Excerpt |
------

However, in addition to all of these rules, we also have an often used adage in our culture that says “rules are meant to be broken.” A little bit of the rebel resides in each of us, I suspect. I’ve been known to jaywalk. Sometimes I don’t count a whiff in golf as a stroke. I know, call me a rebel! And, I confess, I didn’t even know there were rules in hangman!

But in today’s gospel reading, when Jesus is accused of breaking the Sabbath rule, I suspect it was not because he was feeling rebellious that day. Nor do I think he was simply unfamiliar with the rule. In fact, the rule that the leader of the synagogue sites comes from the book of Exodus which says, “Six days shall work be done, but the seventh day is a Sabbath of solemn rest, holy to the LORD; whoever does any work on the Sabbath day shall be put to death.”[vii] Why such harsh punishment for working on the Sabbath day? For the Jews, the day of Sabbath rest was understood as a sign of God’s covenant with the people and was closely linked with the story of creation which says God created heaven and earth in six days and rested and was refreshed on the seventh day.[viii]

If we go back to that creation story in Genesis, here is what we find in reference to that seventh day: “And on the seventh day God finished the work that he had done, and he rested on the seventh day from all the work that he had done. So God blessed the seventh day and hallowed it, because on it God rested from all the work that he had done in creation.[ix] The Sabbath was set apart by God as a day to celebrate and find refreshment in the beauty of the created order. But since creation, the created order is no longer the beauty it once was. Sin has entered the world and the world is no longer as God intended it to be. There is hatred and anger, illness and distress, oppression and divisions. And it is into this fallen world that Jesus comes. And on this Sabbath day, Jesus enters the synagogue and he sees a woman “bent over” and “quite unable to stand up straight;” a woman who has been living for eighteen years as a social outcast “with a spirit that had crippled her.”[x] And Jesus does what he believes the Sabbath calls us to do – he restores the fallen nature of this one person. He lays his hands on her and “immediately she stood up straight and began praising God.”[xi] And, through this simple, yet utterly transforming, action he celebrates her release from bondage to sickness – just as any of those present would have released from bondage their ox or donkey in order to give it water.[xii]

Whereas the leader of the synagogue shows only his concern for the Sabbath law, Jesus shows his concern for the woman’s suffering. Whereas the leader of the synagogue is concerned about the proper observance of the Sabbath, Jesus as healer and the woman, once healed, demonstrate the only proper observance of the Sabbath – praising God through our actions and through our words. While the leader of the synagogue is undoubtedly able to speak about the future promises of God’s kingdom, the healed woman is able to celebrate God’s kingdom presence in her life right now.[xiii]

As we gather together now to worship God and as we continue our worship through our actions and words throughout the week, let us not be consumed and tied down by the nuances of the rules around us, but rather let us fill our time working with God and one another for the restoration of creation as we celebrate and share God’s kingdom presence in our own life and the lives of those around us.

------

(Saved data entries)
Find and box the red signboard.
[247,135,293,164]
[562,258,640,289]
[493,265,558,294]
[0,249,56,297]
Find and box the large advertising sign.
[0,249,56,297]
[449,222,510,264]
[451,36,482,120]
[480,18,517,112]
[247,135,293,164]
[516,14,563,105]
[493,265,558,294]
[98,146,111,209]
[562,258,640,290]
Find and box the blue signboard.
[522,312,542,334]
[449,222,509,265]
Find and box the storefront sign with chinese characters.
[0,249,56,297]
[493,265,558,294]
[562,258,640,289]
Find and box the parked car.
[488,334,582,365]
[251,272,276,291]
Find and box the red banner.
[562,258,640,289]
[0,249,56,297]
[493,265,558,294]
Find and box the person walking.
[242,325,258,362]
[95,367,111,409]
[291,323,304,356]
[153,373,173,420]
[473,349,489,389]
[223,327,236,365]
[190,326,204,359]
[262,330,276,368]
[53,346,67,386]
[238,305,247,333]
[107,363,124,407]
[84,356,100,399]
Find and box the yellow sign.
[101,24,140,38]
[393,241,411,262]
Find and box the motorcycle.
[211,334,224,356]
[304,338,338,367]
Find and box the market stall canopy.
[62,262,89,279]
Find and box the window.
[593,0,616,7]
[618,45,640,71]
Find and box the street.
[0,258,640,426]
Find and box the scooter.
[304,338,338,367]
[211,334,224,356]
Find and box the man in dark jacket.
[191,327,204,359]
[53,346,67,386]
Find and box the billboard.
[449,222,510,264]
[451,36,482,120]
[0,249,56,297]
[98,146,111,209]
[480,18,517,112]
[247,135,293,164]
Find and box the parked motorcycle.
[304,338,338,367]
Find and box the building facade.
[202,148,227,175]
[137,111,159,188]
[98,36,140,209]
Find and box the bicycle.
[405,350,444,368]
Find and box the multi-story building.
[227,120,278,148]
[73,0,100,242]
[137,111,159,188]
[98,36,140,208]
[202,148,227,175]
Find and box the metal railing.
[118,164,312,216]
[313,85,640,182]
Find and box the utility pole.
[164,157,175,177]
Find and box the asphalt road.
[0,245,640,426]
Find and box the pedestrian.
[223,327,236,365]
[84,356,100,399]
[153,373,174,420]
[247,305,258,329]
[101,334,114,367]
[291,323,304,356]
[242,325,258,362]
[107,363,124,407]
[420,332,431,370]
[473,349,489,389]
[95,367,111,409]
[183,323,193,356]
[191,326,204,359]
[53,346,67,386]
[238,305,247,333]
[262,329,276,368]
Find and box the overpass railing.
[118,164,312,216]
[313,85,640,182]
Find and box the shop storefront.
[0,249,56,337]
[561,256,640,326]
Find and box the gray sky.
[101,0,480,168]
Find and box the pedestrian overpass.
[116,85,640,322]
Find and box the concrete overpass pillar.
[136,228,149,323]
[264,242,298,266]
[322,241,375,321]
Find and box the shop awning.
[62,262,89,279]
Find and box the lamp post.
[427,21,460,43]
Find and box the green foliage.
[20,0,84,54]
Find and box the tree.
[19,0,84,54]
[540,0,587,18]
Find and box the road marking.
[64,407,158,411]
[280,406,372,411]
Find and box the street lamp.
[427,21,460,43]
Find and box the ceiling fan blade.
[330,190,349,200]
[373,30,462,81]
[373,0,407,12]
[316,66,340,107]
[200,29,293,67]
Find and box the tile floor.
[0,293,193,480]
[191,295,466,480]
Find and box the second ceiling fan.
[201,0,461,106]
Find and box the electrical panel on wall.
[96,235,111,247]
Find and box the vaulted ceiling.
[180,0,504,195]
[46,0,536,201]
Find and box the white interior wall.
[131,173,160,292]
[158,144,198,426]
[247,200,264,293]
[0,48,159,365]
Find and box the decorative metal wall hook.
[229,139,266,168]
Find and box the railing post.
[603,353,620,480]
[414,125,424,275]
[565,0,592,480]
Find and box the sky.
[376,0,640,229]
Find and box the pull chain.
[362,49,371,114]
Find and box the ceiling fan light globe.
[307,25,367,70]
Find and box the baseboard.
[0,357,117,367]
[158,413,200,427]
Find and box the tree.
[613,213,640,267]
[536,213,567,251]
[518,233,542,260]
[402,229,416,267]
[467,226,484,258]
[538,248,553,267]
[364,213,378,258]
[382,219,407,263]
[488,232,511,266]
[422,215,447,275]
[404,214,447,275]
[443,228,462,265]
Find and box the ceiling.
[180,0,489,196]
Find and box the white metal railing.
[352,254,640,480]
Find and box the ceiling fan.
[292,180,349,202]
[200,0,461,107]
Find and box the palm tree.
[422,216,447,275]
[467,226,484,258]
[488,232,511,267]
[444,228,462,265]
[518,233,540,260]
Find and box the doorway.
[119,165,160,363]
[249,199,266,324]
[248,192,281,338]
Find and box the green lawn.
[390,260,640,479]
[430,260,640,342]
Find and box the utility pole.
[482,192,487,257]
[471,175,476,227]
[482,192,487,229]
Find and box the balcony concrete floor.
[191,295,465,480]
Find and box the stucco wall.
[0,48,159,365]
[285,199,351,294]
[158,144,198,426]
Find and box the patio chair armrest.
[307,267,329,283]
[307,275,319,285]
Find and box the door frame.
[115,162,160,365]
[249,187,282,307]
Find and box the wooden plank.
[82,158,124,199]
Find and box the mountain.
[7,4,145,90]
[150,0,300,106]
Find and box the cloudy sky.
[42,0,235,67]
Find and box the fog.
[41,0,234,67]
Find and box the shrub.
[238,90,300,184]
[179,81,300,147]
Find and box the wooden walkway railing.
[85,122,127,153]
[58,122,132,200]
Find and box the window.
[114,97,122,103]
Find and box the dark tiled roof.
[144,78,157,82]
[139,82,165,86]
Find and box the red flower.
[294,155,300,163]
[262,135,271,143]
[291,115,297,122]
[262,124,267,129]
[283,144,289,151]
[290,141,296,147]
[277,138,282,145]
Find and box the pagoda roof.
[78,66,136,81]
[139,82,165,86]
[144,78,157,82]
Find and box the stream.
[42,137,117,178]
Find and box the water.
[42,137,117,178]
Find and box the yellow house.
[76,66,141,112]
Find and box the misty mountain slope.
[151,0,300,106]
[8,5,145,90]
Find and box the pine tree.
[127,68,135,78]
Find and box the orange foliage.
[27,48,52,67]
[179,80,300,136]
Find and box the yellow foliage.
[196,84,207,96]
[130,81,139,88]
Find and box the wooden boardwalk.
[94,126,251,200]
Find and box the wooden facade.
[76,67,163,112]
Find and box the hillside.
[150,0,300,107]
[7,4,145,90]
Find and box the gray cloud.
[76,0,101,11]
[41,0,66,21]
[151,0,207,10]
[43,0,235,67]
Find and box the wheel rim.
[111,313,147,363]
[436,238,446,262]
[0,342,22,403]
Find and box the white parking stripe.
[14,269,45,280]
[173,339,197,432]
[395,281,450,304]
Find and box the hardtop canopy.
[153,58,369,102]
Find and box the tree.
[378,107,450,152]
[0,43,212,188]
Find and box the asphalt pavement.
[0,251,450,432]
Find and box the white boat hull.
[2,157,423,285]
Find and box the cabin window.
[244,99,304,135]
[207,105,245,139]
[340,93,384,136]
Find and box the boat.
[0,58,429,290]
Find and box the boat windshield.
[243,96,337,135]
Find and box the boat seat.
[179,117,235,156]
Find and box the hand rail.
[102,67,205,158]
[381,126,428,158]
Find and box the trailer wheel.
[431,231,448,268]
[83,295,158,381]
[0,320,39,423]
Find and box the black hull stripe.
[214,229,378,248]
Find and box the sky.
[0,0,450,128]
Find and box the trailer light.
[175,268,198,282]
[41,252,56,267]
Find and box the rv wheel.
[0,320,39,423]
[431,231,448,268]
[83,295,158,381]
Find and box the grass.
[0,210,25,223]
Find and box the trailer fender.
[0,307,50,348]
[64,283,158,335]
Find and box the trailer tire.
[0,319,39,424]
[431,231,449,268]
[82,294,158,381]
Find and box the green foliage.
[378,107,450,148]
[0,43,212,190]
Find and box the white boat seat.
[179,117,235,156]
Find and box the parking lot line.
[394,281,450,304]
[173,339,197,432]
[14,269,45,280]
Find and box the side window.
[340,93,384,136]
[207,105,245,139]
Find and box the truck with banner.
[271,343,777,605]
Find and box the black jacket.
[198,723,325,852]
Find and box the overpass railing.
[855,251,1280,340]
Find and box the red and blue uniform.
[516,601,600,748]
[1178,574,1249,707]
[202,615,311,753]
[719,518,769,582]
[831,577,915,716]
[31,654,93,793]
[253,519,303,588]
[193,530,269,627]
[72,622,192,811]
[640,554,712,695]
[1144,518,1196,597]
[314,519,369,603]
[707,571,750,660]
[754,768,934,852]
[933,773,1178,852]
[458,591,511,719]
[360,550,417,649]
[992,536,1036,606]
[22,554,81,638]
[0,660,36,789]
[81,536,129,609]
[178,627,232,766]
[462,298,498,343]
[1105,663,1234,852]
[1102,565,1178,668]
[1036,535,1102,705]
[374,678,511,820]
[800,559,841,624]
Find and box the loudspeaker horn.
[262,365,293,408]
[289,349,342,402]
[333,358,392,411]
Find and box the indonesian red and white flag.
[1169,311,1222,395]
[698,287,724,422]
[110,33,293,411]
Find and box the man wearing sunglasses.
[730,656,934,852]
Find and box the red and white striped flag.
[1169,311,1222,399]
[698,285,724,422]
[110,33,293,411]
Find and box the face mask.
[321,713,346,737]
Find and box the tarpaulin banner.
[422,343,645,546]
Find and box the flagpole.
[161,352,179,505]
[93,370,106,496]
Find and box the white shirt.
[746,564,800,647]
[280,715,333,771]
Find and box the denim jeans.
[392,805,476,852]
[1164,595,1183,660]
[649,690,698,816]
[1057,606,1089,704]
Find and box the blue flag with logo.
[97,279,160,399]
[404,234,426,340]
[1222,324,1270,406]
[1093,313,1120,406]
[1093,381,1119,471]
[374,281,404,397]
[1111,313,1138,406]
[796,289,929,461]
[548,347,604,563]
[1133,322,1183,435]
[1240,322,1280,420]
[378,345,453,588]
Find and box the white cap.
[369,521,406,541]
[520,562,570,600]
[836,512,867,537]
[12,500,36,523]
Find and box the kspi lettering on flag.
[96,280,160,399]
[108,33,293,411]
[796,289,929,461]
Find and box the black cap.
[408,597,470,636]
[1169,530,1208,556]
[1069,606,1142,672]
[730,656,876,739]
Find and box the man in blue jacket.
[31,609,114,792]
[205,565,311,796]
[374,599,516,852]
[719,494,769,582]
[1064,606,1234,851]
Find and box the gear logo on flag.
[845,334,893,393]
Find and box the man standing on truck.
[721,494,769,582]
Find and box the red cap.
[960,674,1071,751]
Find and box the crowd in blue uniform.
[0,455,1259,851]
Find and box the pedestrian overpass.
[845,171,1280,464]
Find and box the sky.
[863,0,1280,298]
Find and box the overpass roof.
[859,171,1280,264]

------

What to work on |
a - Do the following statements agree with the sermon? Answer yes or no for each, and quote the words that decide it.
(i) The woman Jesus heals had been crippled for eighteen years.
(ii) The speaker says they already knew the rules of hangman.
(iii) The speaker thinks Jesus broke the Sabbath rule because he was feeling rebellious.
b - Answer these questions from the sermon:
(i) What golf habit does the speaker admit to?
(ii) Under the quoted Exodus passage, what happens to whoever works on the Sabbath day?
(iii) What does the woman do immediately after Jesus lays his hands on her?
c - The sermon names several things present in the world now that sin has entered it. List them all.

Solutions |
a -
(i) Yes: "a woman who has been living for eighteen years as a social outcast “with a spirit that had crippled her.”"
(ii) No: "I didn’t even know there were rules in hangman!"
(iii) No: "I suspect it was not because he was feeling rebellious that day."

b -
(i) Sometimes not counting a whiff as a stroke.
(ii) They shall be put to death.
(iii) She stands up straight and begins praising God.

c - hatred, anger, illness, distress, oppression, divisions